TASK TO CARRY OUT: Transcribe the records exactly. Pictures do not belong in the transcription.
-- start of RECORD SET --
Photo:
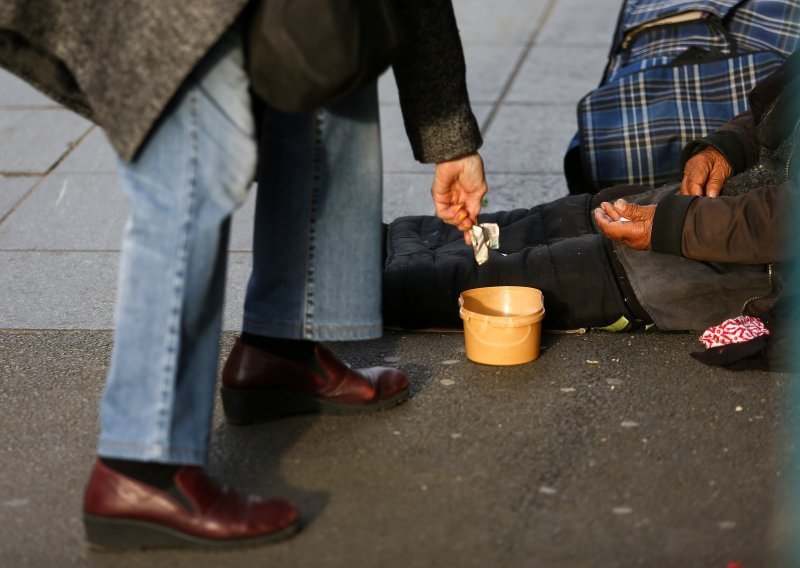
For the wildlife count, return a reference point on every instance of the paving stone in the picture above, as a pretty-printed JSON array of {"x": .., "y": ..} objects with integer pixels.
[
  {"x": 488, "y": 71},
  {"x": 521, "y": 191},
  {"x": 242, "y": 223},
  {"x": 79, "y": 213},
  {"x": 397, "y": 155},
  {"x": 498, "y": 21},
  {"x": 529, "y": 139},
  {"x": 77, "y": 290},
  {"x": 93, "y": 154},
  {"x": 558, "y": 74},
  {"x": 12, "y": 189},
  {"x": 406, "y": 194},
  {"x": 239, "y": 265},
  {"x": 57, "y": 290},
  {"x": 582, "y": 22},
  {"x": 32, "y": 141},
  {"x": 15, "y": 92}
]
-- end of RECORD SET --
ANSWER BELOW:
Photo:
For the wildlife count, return a reference point on every instance of the paving stone in the picture above, as a pretty-printed JSON array of {"x": .., "y": ..} objects with integer pixels.
[
  {"x": 488, "y": 71},
  {"x": 521, "y": 191},
  {"x": 242, "y": 223},
  {"x": 79, "y": 213},
  {"x": 397, "y": 155},
  {"x": 498, "y": 21},
  {"x": 529, "y": 139},
  {"x": 77, "y": 290},
  {"x": 93, "y": 154},
  {"x": 558, "y": 74},
  {"x": 12, "y": 189},
  {"x": 406, "y": 194},
  {"x": 239, "y": 265},
  {"x": 57, "y": 290},
  {"x": 582, "y": 22},
  {"x": 32, "y": 141},
  {"x": 15, "y": 92}
]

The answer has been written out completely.